> Given request A
Locate every line in the records below that contains the string "dirt", treating uppercase and lowercase as different, and copy each such line.

* Begin Source passage *

PCCA Cotton Market Weekly
June 13, 2025
Despite fresh data and global headlines, cotton remained in its narrow range as traders weighed updated supply and demand numbers, cooling inflation, and ongoing trade tensions. Will upcoming Fed decisions and key reports be enough to shift the market’s tone? Get QuickTake’s read on the week’s events in five minutes.
The market remains rangebound, with prices ending mostly flat as broader uncertainty and seasonal pressures kept a lid on gains despite active trading.
- July futures decreased a modest 22 points during the week, settling at 65.14 cents per pound.
- As First Notice Day (FND) for the July contract approaches, the market remains in a narrow range. Trade negotiations with China caused the market to bounce higher early in the week, but the gains were short-lived. Pressure on the July contract mounted with the roll of major commodity indexes and the expiration of July options. The weight of grower on-call purchases compared to on-call sales has prompted more merchant selling as we get closer to First Notice Day for the July contract. As has been the case in recent weeks, political and economic headline risk keeps the market on edge.
- Trading volume picked up this week, though open interest fell by 5,618 contracts to 232,832. Certificated stocks climbed to 62,212 bales, driven by 8,512 new certifications, marking the highest level since June 2024. The increase in cert stocks added pressure to the market.
The June WASDE offered a revised outlook for 2025/26, reinforcing a tighter, but still burdensome, U.S. supply. The rare early cut to production adds a slightly bullish tilt to the new crop and marks the most market-friendly WASDE in some time.
- For the 2025/26 crop, U.S. production was lowered by 500,000 bales to 14.0 million, largely due to heavy rainfall and delayed planting in the Delta. It’s uncommon for USDA to make significant adjustments in the June report, as planted acreage is still based on March’s Prospective Plantings. A more complete picture will come with the updated Acreage Report on June 30, providing new figures for USDA to incorporate into their July estimates. Exports were unchanged at 12.5 million bales, but lower beginning stocks brought ending stocks down to 4.3 million, resulting in a stocks-to-use ratio of 30.3%.
- Globally, 2025/26 production was reduced by over 800,000 bales, with cuts in India, Pakistan, and the U.S. outweighing a 1-million-bale increase for China. Consumption was trimmed by 320,000 bales to 117.76 million while ending stocks fell by 1.58 million to 76.8 million bales. China’s import forecast remains unchanged at 7.0 million bales, while Brazil’s production and exports remain elevated.
- For 2024/25, U.S. exports were raised 400,000 bales to 11.5 million, lowering ending stocks to 4.40 million bales. Globally, consumption was adjusted slightly lower to 116.55 million, and world-ending stocks were reduced to 77.29 million bales. China’s imports stayed at 7.0 million; estimates for Pakistan and Vietnam also held steady at 5.5 and 8.0 million bales, respectively.

* End Source passage *
* Begin Extracted material *

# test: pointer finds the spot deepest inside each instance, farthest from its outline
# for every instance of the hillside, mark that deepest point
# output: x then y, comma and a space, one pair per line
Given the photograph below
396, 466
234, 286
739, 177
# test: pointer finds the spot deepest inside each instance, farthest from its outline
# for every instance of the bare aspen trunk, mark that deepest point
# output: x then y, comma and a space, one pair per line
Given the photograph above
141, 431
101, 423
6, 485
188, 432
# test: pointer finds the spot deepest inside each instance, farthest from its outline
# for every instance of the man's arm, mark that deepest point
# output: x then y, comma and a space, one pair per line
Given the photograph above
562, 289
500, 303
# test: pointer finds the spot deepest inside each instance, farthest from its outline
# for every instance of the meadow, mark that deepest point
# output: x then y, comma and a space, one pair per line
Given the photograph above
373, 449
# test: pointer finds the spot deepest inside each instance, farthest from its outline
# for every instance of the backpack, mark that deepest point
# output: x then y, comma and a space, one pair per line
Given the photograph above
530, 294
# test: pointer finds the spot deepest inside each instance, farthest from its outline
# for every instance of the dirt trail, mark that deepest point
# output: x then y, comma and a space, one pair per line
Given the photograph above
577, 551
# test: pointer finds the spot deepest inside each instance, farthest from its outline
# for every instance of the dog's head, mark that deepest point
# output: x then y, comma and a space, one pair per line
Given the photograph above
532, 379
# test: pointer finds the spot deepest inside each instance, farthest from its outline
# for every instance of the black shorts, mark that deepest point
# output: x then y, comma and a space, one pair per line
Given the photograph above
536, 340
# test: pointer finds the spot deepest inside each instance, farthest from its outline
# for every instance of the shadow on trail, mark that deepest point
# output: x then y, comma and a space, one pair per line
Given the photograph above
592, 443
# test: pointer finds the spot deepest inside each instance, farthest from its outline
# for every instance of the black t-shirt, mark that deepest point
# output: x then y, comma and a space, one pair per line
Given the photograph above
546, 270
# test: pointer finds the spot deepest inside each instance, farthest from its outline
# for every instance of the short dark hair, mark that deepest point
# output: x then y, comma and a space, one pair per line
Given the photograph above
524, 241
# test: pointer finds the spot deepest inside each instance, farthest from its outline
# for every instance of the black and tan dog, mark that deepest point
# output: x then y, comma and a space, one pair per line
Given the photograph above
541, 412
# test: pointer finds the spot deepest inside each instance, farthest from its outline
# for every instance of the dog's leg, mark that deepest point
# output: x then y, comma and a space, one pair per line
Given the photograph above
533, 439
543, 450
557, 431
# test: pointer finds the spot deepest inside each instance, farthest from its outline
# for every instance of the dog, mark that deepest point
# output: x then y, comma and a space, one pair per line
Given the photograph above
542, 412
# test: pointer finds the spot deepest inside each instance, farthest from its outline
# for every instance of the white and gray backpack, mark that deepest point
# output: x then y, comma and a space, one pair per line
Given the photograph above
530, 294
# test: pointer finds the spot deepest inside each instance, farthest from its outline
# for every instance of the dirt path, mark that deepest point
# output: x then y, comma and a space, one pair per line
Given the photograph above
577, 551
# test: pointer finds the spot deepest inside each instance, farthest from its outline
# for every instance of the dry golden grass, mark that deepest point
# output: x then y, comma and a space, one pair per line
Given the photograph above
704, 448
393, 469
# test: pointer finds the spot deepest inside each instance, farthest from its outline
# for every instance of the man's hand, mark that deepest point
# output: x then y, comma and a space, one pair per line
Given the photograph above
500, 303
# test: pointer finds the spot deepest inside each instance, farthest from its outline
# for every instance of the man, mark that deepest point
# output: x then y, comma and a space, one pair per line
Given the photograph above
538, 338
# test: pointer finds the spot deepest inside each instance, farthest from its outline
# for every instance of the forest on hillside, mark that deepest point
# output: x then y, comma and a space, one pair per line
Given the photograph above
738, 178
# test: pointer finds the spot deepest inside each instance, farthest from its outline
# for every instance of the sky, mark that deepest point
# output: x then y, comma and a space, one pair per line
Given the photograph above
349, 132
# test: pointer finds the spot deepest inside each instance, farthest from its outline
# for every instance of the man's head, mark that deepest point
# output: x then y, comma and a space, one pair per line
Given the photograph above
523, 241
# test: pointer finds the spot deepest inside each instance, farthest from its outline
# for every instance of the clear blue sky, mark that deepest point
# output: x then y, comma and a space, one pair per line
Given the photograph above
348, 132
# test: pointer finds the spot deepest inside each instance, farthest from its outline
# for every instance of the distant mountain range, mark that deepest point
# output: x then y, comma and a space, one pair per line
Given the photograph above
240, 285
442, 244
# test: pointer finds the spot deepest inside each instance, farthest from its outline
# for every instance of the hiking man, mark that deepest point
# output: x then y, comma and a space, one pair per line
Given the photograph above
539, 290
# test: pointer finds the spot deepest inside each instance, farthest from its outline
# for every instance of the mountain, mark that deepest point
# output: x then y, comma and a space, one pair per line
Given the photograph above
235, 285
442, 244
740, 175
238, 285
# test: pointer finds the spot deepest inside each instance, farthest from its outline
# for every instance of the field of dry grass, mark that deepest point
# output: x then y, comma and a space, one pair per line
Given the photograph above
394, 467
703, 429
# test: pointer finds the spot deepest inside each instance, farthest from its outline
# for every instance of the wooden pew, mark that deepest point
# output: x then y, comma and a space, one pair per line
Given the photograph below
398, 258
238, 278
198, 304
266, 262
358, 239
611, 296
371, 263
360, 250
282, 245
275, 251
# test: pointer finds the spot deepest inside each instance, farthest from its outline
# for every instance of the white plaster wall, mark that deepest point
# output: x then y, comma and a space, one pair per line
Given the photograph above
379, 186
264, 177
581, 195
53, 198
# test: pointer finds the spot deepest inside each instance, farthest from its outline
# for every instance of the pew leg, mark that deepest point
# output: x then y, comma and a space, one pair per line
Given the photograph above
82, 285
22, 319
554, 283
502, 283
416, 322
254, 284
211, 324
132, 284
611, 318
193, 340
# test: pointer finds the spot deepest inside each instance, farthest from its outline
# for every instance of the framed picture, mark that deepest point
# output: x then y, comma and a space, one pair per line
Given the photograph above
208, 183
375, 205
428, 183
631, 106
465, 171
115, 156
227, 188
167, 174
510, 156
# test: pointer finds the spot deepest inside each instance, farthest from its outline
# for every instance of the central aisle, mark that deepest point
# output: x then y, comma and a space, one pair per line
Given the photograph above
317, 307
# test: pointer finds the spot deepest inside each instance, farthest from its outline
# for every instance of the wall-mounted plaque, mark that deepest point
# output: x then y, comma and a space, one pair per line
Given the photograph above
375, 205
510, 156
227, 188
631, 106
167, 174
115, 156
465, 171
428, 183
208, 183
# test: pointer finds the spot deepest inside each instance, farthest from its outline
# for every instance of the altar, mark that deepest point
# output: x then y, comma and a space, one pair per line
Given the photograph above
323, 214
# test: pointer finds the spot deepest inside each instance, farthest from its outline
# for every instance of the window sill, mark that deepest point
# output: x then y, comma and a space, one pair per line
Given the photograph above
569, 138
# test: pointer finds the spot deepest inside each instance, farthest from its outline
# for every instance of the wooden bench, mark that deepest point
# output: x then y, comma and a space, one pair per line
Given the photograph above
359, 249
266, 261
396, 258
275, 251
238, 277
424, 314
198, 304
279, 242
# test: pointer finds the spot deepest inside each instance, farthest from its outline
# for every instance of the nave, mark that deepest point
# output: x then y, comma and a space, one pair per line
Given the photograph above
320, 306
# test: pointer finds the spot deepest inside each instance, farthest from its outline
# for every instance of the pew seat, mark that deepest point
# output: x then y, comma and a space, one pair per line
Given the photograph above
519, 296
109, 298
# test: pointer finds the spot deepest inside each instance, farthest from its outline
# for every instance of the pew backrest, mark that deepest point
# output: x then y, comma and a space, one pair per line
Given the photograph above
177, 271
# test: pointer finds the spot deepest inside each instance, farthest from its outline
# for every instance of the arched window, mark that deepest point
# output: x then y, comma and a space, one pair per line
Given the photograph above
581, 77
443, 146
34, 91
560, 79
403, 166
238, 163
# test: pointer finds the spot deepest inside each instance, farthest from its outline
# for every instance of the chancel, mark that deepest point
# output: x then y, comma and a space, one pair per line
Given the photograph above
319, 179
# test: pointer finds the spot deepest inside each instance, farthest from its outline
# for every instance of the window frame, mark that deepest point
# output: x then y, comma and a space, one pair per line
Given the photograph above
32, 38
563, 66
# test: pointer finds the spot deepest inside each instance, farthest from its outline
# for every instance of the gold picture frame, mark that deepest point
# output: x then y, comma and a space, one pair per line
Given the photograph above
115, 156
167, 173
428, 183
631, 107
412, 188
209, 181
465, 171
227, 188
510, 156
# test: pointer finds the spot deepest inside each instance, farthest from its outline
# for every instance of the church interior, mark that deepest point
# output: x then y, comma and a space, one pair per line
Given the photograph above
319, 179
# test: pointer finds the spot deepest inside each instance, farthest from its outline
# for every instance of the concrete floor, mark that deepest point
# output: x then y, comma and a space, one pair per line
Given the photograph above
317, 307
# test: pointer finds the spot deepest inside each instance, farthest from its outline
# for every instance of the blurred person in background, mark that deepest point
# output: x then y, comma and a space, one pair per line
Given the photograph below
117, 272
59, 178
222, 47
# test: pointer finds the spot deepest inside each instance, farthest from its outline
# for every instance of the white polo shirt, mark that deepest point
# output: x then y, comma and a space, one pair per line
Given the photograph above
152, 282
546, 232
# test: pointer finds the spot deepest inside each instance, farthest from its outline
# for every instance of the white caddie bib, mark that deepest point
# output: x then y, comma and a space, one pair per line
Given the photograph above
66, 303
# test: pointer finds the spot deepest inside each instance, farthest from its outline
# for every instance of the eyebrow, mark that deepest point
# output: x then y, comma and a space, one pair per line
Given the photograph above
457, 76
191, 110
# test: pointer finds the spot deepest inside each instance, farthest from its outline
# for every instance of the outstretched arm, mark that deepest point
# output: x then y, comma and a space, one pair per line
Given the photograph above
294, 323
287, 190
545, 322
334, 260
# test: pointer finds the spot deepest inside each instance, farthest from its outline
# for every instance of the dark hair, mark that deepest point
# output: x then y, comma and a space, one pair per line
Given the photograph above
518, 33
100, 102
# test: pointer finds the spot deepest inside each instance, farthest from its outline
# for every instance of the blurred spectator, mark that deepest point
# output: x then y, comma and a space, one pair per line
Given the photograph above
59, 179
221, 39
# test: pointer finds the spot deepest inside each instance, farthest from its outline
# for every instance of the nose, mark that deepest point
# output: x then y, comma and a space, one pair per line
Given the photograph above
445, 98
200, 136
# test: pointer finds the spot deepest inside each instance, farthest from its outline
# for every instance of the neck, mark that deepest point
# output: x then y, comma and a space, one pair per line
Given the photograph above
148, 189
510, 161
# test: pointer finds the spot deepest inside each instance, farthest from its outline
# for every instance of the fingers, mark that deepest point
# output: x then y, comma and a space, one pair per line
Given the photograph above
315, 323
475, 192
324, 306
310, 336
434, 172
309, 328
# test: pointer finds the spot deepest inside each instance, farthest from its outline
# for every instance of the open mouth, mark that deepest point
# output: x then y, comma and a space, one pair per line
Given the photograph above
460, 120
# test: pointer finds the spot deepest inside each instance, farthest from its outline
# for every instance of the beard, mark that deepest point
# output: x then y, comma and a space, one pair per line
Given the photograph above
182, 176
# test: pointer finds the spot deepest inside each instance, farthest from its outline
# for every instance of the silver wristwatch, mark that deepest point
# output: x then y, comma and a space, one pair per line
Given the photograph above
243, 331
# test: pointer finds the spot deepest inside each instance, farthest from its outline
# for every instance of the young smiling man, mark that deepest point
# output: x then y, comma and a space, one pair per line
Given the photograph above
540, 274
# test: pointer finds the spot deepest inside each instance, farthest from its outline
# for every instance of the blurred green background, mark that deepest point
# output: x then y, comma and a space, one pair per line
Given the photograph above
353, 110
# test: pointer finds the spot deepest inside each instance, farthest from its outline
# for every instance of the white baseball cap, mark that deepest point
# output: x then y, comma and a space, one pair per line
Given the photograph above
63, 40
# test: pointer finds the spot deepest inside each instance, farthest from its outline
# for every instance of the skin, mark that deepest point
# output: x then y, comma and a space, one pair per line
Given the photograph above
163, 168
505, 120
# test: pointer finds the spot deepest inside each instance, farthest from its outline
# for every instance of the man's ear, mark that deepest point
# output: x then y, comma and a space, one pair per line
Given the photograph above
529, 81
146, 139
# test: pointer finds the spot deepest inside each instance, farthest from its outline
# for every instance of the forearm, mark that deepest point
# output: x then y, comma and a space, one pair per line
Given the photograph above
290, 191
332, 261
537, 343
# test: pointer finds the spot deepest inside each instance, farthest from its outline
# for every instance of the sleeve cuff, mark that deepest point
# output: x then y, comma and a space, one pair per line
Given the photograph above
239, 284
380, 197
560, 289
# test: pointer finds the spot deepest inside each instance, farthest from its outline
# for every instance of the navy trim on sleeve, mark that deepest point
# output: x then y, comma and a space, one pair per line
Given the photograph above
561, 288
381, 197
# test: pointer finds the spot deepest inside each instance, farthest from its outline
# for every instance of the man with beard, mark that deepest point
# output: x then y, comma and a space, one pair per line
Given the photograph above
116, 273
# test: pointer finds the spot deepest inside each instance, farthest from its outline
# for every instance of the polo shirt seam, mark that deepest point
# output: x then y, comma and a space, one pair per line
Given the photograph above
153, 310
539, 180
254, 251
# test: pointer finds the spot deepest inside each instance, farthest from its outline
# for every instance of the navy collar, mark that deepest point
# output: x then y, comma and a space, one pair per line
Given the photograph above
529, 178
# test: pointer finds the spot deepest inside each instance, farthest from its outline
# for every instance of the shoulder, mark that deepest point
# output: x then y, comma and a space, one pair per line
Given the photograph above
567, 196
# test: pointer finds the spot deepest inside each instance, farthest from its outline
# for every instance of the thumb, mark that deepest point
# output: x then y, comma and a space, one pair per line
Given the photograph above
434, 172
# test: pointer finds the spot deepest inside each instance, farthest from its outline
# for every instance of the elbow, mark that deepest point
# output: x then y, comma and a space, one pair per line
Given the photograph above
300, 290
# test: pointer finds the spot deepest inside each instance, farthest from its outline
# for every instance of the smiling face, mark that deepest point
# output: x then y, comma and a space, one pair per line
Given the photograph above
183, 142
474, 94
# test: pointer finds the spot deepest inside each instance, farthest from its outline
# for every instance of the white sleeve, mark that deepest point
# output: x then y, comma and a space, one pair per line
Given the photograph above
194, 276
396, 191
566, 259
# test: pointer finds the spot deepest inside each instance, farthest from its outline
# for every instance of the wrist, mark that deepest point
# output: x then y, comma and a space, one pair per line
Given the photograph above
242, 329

* End Extracted material *

> Given request B
Reproduce the cotton market report above word for word, everything from "- Globally, 2025/26" down to "million bales, respectively.".

> Answer A
# for every instance of the dirt trail, mark that deepest point
# for every instance of the dirt path, mark that deepest point

> Answer B
- Globally, 2025/26 production was reduced by over 800,000 bales, with cuts in India, Pakistan, and the U.S. outweighing a 1-million-bale increase for China. Consumption was trimmed by 320,000 bales to 117.76 million while ending stocks fell by 1.58 million to 76.8 million bales. China’s import forecast remains unchanged at 7.0 million bales, while Brazil’s production and exports remain elevated.
- For 2024/25, U.S. exports were raised 400,000 bales to 11.5 million, lowering ending stocks to 4.40 million bales. Globally, consumption was adjusted slightly lower to 116.55 million, and world-ending stocks were reduced to 77.29 million bales. China’s imports stayed at 7.0 million; estimates for Pakistan and Vietnam also held steady at 5.5 and 8.0 million bales, respectively.